• **TEXT SEGMENT**
================

= History of centrifugal and centripetal forces =

In physics, the history of centrifugal and centripetal forces illustrates a long and complex evolution of thought about the nature of forces, relativity, and the nature of physical laws.

==Huygens, Leibniz, Newton, and Hooke==

Early scientific ideas about centrifugal force were based upon intuitive perception, and circular motion was considered somehow more "natural" than straight-line motion. According to Domenico Bertoloni-Meli:
For Huygens and Newton centrifugal force was the result of a curvilinear motion of a body; hence it was located in nature, in the object of investigation. According to a more recent formulation of classical mechanics, centrifugal force depends on the choice of how phenomena can be conveniently represented. Hence it is not located in nature, but is the result of a choice by the observer. In the first case a mathematical formulation mirrors centrifugal force; in the second it creates it.

Christiaan Huygens coined the term "centrifugal force" in his 1659 De Vi Centrifuga and wrote of it in his 1673 Horologium Oscillatorium on pendulums. In 1676–77, Isaac Newton combined Kepler's laws of planetary motion with Huygens' ideas, refined them, and foundthe proposition that by a centrifugal force reciprocally as the square of the distance a planet must revolve in an ellipsis about the center of the force placed in the lower umbilicus of the ellipsis, and with a radius drawn to that center, describe areas proportional to the times.Newton coined the term "centripetal force" (vis centripeta) in his discussions of gravity in his De motu corporum in gyrum, a 1684 manuscript which he sent to Edmond Halley.

================

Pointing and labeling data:
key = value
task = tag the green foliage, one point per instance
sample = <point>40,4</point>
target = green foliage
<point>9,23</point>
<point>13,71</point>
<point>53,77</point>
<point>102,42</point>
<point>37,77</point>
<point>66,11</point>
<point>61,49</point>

================

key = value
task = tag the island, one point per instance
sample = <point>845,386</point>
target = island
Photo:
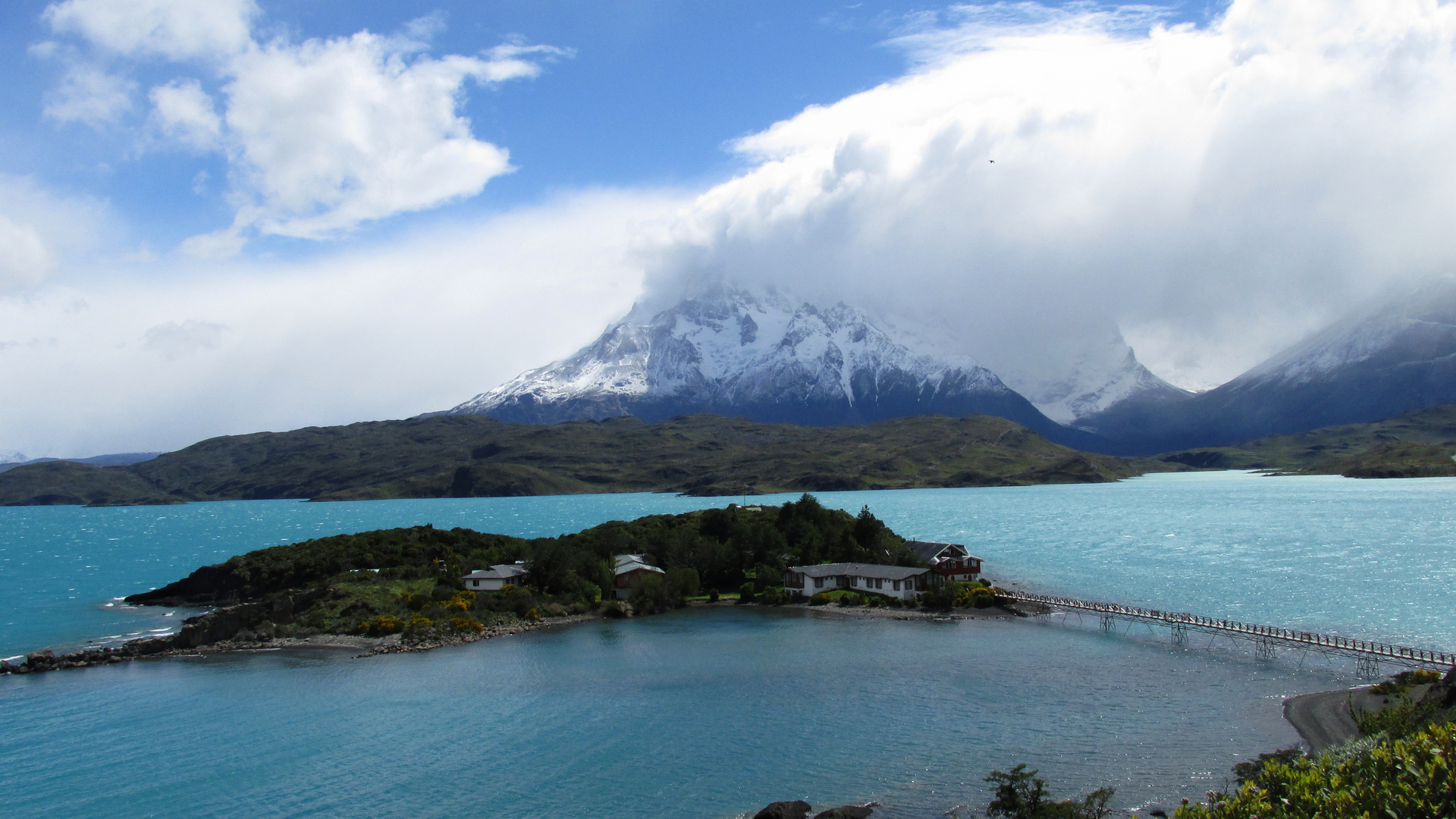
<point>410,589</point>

================

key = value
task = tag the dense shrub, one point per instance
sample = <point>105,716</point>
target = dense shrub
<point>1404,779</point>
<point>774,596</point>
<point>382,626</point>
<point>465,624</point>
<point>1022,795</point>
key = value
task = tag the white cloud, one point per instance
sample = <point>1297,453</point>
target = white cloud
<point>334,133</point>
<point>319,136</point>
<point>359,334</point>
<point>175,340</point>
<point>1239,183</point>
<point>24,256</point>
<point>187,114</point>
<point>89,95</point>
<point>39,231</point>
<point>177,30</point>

================

• **TASK**
Please answer these questions using the text on centrifugal and centripetal forces, numbering each answer to match its question.
1. Who coined the term "centrifugal force", and in which 1659 work?
2. In the passage attributed to Domenico Bertoloni-Meli, where did Huygens and Newton locate centrifugal force?
3. To whom did Newton send his 1684 manuscript De motu corporum in gyrum?

• **SOLUTION FOR THIS TASK**
1. Christiaan Huygens, in De Vi Centrifuga.
2. In nature, in the object of investigation.
3. Edmond Halley.